#### Task item
The required output is the exact run of lines below that opens at the line with "108L214 95H193L195 118L215" and closes at the line with "box: [141, 115, 304, 150]".

Collection entries:

· · · · · · ·

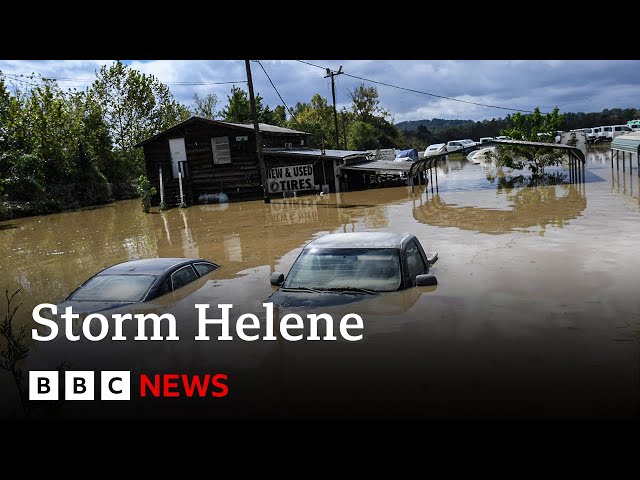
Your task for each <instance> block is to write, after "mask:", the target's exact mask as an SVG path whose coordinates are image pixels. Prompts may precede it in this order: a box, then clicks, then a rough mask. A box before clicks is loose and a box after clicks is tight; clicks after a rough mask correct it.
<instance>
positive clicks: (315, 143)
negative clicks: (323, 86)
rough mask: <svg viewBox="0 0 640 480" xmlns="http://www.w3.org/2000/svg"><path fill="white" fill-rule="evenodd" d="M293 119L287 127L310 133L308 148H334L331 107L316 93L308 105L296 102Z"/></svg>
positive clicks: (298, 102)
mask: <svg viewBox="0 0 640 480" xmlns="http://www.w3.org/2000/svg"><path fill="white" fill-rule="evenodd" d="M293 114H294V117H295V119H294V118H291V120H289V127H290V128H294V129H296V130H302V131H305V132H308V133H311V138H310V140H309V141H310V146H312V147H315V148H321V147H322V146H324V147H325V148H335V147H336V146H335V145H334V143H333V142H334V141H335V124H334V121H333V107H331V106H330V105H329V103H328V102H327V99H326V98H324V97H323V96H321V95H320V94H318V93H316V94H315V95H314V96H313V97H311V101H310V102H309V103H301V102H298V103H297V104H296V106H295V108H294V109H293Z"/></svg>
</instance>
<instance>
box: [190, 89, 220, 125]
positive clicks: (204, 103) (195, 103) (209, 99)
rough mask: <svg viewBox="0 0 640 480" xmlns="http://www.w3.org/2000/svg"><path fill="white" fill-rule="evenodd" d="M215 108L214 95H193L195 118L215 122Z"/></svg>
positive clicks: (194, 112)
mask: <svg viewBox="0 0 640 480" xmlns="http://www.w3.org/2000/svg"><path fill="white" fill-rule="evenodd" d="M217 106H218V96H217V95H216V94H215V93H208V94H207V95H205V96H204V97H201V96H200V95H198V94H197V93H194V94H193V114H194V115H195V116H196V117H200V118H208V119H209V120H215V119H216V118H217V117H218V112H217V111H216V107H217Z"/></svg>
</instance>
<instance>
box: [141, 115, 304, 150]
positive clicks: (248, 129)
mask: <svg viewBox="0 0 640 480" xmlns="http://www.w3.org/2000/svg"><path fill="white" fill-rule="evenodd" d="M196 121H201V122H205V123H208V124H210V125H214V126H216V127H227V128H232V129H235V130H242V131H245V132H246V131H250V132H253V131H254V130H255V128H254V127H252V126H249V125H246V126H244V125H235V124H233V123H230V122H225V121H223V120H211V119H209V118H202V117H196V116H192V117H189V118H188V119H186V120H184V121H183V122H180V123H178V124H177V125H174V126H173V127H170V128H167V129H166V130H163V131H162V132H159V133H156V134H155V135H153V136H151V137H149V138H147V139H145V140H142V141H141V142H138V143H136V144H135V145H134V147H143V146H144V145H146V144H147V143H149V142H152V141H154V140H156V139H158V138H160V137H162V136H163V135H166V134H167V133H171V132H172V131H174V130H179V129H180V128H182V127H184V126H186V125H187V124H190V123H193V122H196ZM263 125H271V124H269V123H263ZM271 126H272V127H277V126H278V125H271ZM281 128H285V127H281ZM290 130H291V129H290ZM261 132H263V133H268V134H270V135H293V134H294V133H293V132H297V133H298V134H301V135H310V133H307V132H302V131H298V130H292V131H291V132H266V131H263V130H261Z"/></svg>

· · · · · · ·

#### Response to the exercise
rough mask: <svg viewBox="0 0 640 480" xmlns="http://www.w3.org/2000/svg"><path fill="white" fill-rule="evenodd" d="M215 108L214 95H193L195 118L215 122Z"/></svg>
positive clicks: (194, 112)
mask: <svg viewBox="0 0 640 480" xmlns="http://www.w3.org/2000/svg"><path fill="white" fill-rule="evenodd" d="M217 106H218V96H217V95H216V94H215V93H208V94H207V95H205V96H204V97H201V96H200V95H198V94H197V93H194V94H193V114H194V115H195V116H196V117H200V118H208V119H209V120H215V119H216V118H217V117H218V112H217V111H216V107H217Z"/></svg>
</instance>
<instance>
box: [141, 115, 304, 150]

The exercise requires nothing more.